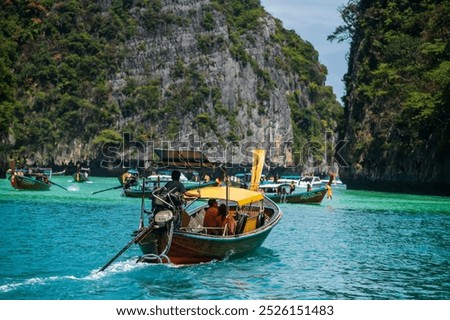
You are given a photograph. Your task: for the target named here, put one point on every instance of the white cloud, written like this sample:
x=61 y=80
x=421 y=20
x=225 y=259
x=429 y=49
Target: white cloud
x=314 y=21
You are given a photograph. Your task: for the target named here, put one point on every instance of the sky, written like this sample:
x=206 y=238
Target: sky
x=314 y=21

**Task prompt:** Reproduce every entry above word for word, leaving out the images.

**Exercise result:**
You are given a photograph. Your task: for the target named here, put one point on every instance of the white cloud, written like this sample:
x=61 y=80
x=421 y=20
x=225 y=259
x=429 y=49
Target: white cloud
x=314 y=21
You are given a photograph. Your task: for the target named here, put one point on every instance of the sky, written like this sample:
x=206 y=238
Target: sky
x=314 y=21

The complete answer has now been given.